Trecho do texto:
"""

O separatismo estava como uma das pautas possíveis, assim como o federalismo, com mais autonomia. Isso estava como pauta de grupos dentro dos farrapos que puxavam mais para este lado. Existiam algumas conjunturas dentro da guerra que favorecem a emergência de movimentos separatistas, outras não. Mas certamente não foi a causa principal da guerra. Uma característica local, pelas fronteiras, é a ligação com os debates que aconteciam nos países do Prata. Ao longo dos dez anos de guerra, são quatro tratados que a República Rio-Grandense faz com líderes vizinhos. Funcionava como uma articulação de apoio, reconhecimento do Estado recém-fundado. Não se pode analisar a história da época, entretanto, como se fosse hoje, com estados brasileiros bem definidos e países platinos. Eram vários projetos em disputa.
Quando Neto decide por proclamar a república, ele dá um susto bem grande em seus colegas. Não era todo mundo separatista.
Em ambos os lados há uma vontade por um Estado. Ainda não se sabe que tipo de Estado, mas o espírito de se constituir um Estado existia. Havia a questão de se unir com o norte, com o Rio de Janeiro, ou com o sul. Não podemos analisar a guerra de costas para os países do Prata. Existe uma grande influência platina nesse movimento todo. Bento Gonçalves e Bento Manuel foram retirados dos cargos de fronteira também porque eles também tinham um contato mais próximo com os platinos. Dentro desse movimento, também existia o debate sobre construir um Estado federalista ou uma confederação. Chegava até aqui a constituição estadunidense, por exemplo. É preciso ver a Guerra Farroupilha sempre em comunhão com o que acontecia nos vizinhos do Prata. Por aqui essa constituição de um Estado Brasileiro, com os conflitos acontecendo por todo o brasil.
FARRAPOS: ENQUANTO ISSO, NOUTRAS PARTES DO BRASIL E DA AMÉRICA DO SUL
Não foi a mais valente, não foi a mais honrosa. Nada. Não é a com mais número de combatentes. Talvez tenha sido a mais extensa e mais constante por ter criado uma identidade política alternativa mais estável, que foi a efêmera República Rio-Grandense, que foi ainda assim muito instável. Se formos comparar, a participação de classes populares é menor. A própria repressão do império aqui foi mais suave. Na Cabanagem houve um massacre da população amotinada, na Balaiada houve um massacre porque as elites pularam para o lado do Império ligeirinho. Aqui, não: a guerra nunca saiu do controle da elite farroupilha. Então, para o Império negociar com a elite era mais fácil do que negociar com os pretos da Baianada, que era uma insurgência que sugeria a rebelião de escravos, pobres querendo modificar algo. Era uma revolução social.

"""

Material fornecido:

"""

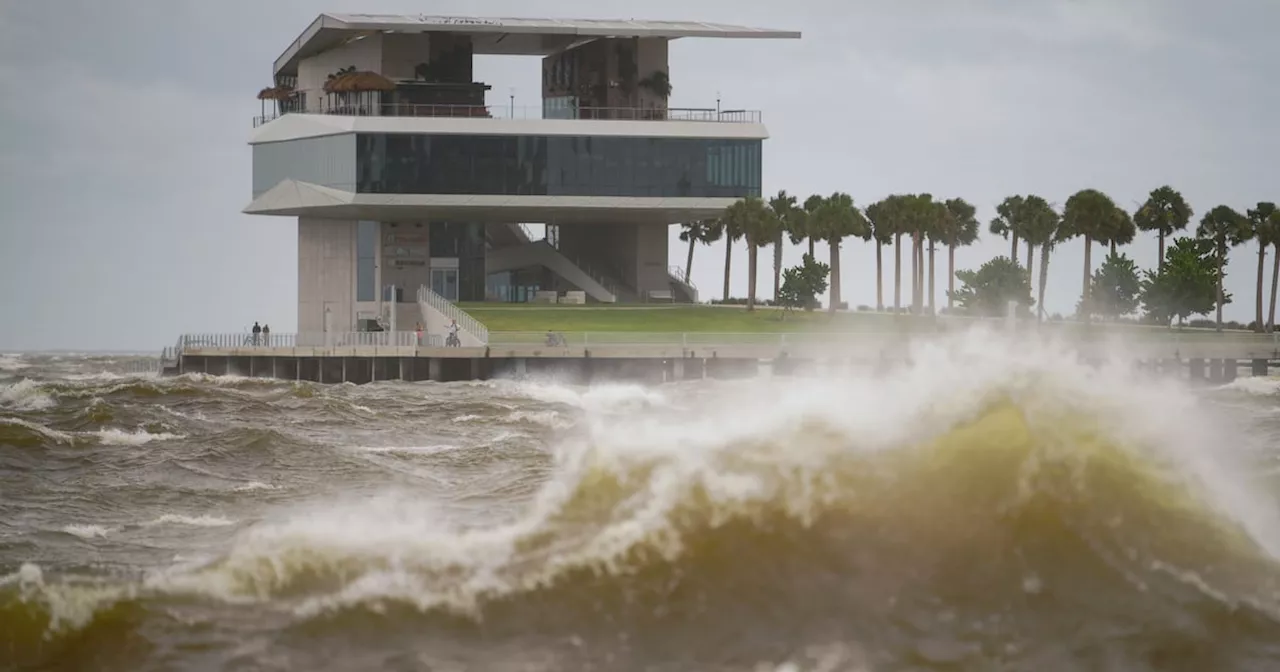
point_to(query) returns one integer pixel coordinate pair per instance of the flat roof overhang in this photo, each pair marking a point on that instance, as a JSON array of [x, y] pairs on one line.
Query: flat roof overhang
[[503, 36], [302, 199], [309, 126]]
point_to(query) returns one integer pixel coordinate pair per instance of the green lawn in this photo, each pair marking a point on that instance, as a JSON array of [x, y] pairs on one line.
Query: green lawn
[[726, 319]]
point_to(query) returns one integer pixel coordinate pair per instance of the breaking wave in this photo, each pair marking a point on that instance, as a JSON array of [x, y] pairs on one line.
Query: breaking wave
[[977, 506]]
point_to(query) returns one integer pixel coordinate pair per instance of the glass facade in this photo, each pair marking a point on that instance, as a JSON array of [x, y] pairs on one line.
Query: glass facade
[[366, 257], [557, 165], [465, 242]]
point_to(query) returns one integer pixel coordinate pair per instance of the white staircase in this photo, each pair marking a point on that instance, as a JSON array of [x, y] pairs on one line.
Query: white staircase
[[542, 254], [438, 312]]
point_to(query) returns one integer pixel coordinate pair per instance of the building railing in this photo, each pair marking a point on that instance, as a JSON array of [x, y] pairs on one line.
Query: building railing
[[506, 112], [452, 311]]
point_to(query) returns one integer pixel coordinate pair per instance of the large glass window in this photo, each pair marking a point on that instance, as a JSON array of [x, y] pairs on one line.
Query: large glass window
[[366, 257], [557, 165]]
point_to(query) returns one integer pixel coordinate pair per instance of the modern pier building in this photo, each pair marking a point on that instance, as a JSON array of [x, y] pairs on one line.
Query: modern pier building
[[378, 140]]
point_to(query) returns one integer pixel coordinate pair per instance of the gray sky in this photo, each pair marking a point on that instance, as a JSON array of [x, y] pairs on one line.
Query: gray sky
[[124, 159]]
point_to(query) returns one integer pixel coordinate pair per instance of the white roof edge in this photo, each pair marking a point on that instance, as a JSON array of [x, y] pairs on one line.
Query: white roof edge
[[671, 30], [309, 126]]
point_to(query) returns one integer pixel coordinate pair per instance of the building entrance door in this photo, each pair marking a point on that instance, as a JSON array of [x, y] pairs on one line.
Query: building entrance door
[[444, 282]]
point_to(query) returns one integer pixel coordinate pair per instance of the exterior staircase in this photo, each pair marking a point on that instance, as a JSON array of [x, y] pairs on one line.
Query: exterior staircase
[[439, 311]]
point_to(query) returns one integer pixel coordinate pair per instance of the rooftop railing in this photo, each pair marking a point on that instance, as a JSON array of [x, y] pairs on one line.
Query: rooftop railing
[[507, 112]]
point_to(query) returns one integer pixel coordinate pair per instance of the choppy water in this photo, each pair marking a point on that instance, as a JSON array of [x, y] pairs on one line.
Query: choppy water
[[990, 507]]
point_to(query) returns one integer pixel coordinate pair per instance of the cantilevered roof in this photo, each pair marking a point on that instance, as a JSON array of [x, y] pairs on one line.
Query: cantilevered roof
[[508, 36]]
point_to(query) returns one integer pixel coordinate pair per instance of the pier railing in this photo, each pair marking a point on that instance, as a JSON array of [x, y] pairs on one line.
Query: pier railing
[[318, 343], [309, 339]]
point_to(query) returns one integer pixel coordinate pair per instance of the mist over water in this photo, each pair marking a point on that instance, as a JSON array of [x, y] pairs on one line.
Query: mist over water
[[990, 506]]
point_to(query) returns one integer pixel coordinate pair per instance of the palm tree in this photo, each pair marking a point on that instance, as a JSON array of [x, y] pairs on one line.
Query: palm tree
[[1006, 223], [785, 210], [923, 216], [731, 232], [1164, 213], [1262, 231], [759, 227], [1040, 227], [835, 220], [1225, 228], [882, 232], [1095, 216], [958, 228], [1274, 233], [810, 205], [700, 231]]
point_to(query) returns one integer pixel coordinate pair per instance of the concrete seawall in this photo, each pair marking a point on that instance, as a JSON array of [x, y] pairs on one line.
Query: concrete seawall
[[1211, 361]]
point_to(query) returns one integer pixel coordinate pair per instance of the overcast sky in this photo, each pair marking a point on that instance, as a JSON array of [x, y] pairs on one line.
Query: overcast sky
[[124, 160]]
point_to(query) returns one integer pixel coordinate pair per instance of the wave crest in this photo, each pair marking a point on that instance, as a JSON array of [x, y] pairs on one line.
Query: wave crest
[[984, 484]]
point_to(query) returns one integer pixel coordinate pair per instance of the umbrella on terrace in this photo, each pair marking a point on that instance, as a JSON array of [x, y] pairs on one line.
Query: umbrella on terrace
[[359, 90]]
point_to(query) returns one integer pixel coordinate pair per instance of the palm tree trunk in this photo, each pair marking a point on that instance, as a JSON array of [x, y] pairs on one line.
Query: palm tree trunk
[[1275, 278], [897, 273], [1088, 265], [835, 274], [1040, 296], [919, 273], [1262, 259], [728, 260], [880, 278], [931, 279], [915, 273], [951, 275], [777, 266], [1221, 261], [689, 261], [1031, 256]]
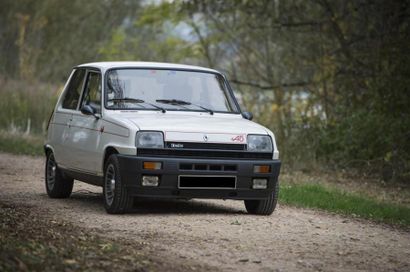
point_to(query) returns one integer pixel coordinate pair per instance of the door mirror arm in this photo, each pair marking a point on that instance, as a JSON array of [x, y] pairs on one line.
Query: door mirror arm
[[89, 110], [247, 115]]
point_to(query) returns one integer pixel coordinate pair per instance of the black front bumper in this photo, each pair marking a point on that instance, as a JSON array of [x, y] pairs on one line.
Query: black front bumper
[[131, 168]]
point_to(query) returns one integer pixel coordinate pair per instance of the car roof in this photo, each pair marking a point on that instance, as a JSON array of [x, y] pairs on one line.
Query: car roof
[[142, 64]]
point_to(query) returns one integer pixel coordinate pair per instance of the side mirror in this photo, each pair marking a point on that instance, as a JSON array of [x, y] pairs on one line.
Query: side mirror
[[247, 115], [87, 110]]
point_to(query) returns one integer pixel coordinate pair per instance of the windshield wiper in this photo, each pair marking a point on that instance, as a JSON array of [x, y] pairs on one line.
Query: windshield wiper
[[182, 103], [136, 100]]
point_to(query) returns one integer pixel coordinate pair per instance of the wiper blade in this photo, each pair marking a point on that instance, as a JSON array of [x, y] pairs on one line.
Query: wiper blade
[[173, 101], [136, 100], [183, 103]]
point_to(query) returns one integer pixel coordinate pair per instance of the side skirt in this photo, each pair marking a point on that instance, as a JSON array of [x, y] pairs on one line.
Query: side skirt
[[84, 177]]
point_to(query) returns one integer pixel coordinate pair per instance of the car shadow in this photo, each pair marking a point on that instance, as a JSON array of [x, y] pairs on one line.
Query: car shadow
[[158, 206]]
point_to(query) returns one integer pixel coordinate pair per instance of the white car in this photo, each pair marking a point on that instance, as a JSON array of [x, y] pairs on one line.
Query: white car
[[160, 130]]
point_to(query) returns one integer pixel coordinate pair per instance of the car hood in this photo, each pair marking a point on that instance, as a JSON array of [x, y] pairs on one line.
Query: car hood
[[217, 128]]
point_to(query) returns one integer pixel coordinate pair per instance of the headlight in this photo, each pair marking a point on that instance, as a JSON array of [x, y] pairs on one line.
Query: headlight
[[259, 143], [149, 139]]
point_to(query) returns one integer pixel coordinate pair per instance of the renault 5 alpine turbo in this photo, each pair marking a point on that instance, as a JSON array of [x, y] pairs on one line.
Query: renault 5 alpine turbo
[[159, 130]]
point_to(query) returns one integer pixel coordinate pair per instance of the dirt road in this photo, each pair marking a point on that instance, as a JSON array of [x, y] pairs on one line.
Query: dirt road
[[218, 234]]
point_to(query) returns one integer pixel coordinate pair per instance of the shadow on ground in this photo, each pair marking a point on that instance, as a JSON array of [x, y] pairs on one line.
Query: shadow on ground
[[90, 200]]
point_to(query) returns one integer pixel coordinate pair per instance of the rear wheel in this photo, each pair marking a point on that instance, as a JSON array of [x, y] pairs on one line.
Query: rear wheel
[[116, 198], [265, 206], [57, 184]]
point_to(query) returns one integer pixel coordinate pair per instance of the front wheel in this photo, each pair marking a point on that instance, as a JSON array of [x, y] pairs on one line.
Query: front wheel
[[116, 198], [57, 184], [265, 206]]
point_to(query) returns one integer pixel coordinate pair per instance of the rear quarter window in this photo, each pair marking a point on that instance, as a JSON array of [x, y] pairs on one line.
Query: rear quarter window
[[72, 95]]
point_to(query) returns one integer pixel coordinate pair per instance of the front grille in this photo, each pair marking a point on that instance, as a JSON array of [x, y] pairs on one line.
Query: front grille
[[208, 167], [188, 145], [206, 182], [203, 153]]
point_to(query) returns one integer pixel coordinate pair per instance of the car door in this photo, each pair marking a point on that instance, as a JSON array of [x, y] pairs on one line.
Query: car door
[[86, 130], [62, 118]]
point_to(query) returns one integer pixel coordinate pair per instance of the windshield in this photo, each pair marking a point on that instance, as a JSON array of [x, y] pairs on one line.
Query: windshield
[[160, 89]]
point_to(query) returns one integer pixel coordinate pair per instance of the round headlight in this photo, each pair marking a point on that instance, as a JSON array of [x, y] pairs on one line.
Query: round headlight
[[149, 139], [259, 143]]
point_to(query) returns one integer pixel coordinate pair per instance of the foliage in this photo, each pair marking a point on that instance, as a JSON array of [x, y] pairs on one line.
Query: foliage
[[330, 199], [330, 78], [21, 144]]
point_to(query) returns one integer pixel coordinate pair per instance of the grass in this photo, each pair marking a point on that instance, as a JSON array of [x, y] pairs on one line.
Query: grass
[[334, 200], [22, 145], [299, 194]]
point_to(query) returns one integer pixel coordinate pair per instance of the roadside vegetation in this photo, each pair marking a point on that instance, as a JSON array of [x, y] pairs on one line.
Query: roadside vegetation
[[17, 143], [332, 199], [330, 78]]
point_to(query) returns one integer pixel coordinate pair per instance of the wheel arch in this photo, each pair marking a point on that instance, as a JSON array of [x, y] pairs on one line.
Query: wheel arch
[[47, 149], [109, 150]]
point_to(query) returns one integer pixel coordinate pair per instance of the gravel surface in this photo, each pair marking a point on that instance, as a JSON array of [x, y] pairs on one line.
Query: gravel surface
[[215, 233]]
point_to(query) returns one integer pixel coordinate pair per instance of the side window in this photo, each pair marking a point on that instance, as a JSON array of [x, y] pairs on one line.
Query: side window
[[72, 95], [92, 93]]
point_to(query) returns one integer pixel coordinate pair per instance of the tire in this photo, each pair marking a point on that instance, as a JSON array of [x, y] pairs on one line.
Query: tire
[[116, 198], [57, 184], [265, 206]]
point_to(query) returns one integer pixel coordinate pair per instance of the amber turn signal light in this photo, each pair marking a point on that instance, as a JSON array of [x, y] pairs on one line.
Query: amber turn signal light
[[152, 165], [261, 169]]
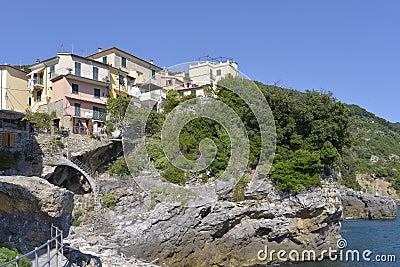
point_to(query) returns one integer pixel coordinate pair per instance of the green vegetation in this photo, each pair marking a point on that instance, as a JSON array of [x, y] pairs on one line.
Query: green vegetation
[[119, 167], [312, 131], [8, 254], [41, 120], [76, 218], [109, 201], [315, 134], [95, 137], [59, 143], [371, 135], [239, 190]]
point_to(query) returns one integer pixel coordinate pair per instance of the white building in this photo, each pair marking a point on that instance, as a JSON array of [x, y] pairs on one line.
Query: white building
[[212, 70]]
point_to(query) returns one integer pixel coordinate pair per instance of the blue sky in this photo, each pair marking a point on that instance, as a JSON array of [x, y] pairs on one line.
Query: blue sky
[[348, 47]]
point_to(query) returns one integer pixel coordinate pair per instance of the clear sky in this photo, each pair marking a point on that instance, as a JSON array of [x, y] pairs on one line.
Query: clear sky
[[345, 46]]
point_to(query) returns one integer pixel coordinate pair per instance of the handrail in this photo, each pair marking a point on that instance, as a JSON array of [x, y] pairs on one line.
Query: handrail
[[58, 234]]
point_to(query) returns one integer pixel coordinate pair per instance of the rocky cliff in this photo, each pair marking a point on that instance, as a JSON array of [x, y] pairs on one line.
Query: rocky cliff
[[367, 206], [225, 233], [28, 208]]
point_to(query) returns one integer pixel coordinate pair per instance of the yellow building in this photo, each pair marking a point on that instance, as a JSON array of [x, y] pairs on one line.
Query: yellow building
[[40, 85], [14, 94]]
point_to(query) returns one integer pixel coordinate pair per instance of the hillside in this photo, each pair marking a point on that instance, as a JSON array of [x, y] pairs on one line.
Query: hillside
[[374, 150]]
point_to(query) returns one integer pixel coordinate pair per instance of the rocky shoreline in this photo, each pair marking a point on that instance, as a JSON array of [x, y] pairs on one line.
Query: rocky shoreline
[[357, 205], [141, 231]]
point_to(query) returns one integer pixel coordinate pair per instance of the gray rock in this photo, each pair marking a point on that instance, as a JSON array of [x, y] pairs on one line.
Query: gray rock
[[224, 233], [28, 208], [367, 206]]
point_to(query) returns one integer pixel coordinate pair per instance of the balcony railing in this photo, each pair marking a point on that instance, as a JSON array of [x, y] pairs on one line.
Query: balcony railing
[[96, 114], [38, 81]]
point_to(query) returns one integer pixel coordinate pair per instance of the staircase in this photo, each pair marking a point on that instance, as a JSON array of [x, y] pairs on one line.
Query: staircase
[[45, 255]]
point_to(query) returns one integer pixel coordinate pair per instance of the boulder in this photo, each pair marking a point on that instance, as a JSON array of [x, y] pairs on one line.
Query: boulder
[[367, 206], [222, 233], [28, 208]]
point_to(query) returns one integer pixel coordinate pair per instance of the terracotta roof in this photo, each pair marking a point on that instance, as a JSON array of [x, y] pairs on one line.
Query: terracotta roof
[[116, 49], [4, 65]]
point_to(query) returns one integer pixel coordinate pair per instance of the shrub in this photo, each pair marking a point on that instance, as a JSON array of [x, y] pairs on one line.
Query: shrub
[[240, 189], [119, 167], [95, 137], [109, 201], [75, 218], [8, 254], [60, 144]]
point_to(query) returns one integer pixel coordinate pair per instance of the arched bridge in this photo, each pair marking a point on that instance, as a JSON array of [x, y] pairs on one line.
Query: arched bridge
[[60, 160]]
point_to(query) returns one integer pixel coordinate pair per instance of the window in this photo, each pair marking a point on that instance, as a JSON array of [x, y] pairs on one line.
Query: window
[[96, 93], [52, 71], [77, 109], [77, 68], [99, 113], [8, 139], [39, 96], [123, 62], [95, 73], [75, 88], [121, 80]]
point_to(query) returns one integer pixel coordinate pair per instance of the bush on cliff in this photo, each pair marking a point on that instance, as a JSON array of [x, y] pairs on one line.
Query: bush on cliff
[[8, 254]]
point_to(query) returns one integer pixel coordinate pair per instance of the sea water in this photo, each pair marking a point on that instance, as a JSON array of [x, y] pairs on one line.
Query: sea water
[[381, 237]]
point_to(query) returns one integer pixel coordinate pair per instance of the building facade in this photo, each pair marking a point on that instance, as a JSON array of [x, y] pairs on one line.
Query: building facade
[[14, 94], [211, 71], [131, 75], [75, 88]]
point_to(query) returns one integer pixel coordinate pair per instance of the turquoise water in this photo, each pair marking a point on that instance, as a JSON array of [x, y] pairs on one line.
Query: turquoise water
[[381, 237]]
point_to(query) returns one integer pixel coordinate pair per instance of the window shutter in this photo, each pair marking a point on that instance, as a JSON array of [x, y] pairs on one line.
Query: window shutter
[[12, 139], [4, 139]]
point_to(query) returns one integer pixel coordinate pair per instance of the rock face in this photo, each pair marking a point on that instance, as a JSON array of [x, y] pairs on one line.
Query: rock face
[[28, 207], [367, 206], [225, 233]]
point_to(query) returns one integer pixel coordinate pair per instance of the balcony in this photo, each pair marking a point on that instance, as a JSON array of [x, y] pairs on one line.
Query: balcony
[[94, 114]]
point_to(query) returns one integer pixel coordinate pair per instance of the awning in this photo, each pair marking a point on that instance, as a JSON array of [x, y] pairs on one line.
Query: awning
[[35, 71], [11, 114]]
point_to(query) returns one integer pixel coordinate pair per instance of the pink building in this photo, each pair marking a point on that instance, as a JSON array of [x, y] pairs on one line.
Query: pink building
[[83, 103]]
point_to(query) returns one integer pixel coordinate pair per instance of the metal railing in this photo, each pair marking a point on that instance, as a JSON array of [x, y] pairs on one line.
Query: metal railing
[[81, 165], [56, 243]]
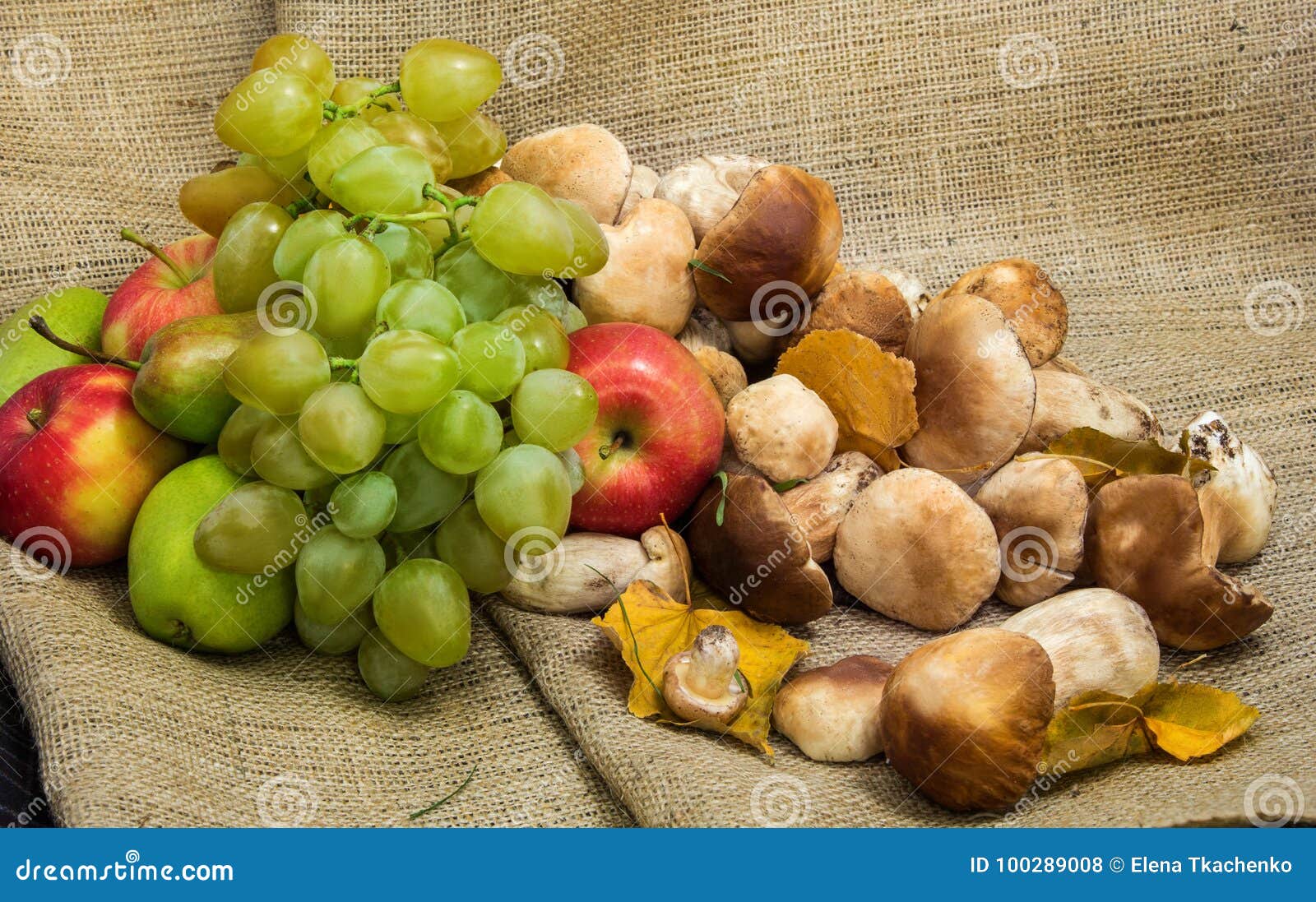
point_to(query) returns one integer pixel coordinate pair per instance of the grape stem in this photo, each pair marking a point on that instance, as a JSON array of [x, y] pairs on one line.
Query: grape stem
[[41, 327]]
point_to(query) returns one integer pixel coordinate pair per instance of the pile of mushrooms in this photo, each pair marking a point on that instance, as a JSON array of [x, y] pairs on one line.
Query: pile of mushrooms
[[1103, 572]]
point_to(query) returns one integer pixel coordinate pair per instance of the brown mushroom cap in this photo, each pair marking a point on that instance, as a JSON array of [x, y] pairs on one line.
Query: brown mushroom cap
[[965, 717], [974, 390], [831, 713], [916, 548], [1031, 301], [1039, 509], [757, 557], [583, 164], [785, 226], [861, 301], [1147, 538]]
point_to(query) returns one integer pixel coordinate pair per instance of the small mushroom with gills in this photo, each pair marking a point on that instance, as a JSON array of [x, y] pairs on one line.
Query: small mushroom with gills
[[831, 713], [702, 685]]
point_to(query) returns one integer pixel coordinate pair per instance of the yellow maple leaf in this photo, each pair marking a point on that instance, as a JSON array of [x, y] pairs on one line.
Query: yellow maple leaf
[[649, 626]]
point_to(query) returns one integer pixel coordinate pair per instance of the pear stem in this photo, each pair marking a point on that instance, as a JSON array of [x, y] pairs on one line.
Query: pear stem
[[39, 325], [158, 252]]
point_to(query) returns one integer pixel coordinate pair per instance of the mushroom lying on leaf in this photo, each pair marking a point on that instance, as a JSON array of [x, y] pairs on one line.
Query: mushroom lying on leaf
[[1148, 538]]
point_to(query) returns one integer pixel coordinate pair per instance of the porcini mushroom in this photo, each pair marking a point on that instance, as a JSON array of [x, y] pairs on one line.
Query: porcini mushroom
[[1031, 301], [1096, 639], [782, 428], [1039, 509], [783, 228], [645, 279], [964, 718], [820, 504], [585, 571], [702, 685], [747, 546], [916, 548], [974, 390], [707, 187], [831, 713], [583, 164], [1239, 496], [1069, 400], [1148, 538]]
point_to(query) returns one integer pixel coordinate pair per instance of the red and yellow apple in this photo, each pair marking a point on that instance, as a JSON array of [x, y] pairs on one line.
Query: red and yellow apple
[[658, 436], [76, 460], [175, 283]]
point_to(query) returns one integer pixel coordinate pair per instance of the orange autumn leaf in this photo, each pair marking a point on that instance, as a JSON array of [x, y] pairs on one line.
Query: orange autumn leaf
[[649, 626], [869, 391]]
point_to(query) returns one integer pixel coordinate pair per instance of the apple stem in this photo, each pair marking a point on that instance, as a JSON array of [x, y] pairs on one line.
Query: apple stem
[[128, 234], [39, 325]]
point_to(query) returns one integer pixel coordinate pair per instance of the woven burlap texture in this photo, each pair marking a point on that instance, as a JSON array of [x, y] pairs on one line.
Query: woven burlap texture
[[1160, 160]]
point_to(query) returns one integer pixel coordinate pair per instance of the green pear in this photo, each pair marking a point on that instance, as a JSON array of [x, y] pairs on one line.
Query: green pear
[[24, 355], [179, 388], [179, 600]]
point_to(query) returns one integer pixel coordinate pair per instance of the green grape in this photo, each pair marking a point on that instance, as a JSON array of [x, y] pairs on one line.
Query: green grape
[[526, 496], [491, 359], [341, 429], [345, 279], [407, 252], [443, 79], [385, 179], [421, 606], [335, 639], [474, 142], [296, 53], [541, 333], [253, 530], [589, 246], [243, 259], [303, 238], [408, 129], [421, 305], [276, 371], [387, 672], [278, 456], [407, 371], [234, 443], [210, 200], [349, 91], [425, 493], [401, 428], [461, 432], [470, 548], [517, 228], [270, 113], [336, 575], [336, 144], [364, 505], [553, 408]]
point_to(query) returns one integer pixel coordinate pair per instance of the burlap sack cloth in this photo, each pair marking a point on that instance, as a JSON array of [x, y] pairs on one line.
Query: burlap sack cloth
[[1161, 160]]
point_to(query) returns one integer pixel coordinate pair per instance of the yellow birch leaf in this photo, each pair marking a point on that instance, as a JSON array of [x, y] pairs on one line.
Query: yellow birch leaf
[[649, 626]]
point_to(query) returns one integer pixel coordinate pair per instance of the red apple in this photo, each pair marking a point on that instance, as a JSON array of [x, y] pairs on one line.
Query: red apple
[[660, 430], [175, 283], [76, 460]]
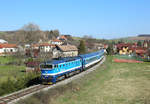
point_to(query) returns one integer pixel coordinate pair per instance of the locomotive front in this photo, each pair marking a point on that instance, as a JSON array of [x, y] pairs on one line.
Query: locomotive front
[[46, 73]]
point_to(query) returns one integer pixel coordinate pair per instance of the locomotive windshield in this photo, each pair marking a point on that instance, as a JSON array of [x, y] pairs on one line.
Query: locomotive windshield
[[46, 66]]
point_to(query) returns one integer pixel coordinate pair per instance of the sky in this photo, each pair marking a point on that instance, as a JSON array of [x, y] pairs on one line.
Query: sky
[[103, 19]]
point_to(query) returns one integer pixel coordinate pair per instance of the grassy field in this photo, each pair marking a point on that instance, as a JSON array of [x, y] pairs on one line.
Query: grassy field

"""

Exercício A:
Por favor, repita fielmente a passagem do texto sobre a Guerra Farroupilha que começa em "Em ambos os" e vai até "todo o brasil.", incluindo estas últimas palavras.
Exercício B:
Indique se cada afirmação a seguir concorda com o texto sobre a Guerra Farroupilha, respondendo sim ou não e citando literalmente as palavras do texto que decidem a questão. (i) A República Rio-Grandense firmou quatro tratados com líderes vizinhos ao longo da guerra. (ii) O separatismo foi a causa principal da guerra. (iii) A repressão do Império aos farroupilhas foi mais dura do que nas outras revoltas citadas.

Resposta do exercício A:
Em ambos os lados há uma vontade por um Estado. Ainda não se sabe que tipo de Estado, mas o espírito de se constituir um Estado existia. Havia a questão de se unir com o norte, com o Rio de Janeiro, ou com o sul. Não podemos analisar a guerra de costas para os países do Prata. Existe uma grande influência platina nesse movimento todo. Bento Gonçalves e Bento Manuel foram retirados dos cargos de fronteira também porque eles também tinham um contato mais próximo com os platinos. Dentro desse movimento, também existia o debate sobre construir um Estado federalista ou uma confederação. Chegava até aqui a constituição estadunidense, por exemplo. É preciso ver a Guerra Farroupilha sempre em comunhão com o que acontecia nos vizinhos do Prata. Por aqui essa constituição de um Estado Brasileiro, com os conflitos acontecendo por todo o brasil.

Resposta do exercício B:
(i) Sim: "Ao longo dos dez anos de guerra, são quatro tratados que a República Rio-Grandense faz com líderes vizinhos."
(ii) Não: "Mas certamente não foi a causa principal da guerra."
(iii) Não: "A própria repressão do império aqui foi mais suave."